▸ **MATERIAL SHOWN**

*****

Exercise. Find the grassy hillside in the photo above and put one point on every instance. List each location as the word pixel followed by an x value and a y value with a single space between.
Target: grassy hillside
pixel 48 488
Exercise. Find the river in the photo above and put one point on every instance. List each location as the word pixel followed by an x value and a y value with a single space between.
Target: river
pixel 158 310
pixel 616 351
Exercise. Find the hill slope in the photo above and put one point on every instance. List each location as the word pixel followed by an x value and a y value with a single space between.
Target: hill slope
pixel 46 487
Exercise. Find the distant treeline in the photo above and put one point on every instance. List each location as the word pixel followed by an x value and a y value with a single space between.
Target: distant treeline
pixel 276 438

*****

The complete data is to be transcribed verbatim.

Exercise. Find the grassy hillside in the photo above and put one point on every instance. List each location as the word pixel followed by an x value and a y value with a single space between.
Target: grassy hillside
pixel 48 488
Exercise. Find the river in the photo above and put one point on every instance. List each location as the word pixel followed by an x value and a y value with a single space between.
Target: river
pixel 158 310
pixel 616 351
Exercise. Find the hill slope in the photo above and put one point on every instance. List each location as the word pixel followed by an x value and a y value with a single space between.
Target: hill slope
pixel 46 487
Exercise. Find the distant treeline in the photo above and put one point on every instance. List each location as the word pixel followed by an x value and a y value with a single space between.
Target: distant treeline
pixel 276 438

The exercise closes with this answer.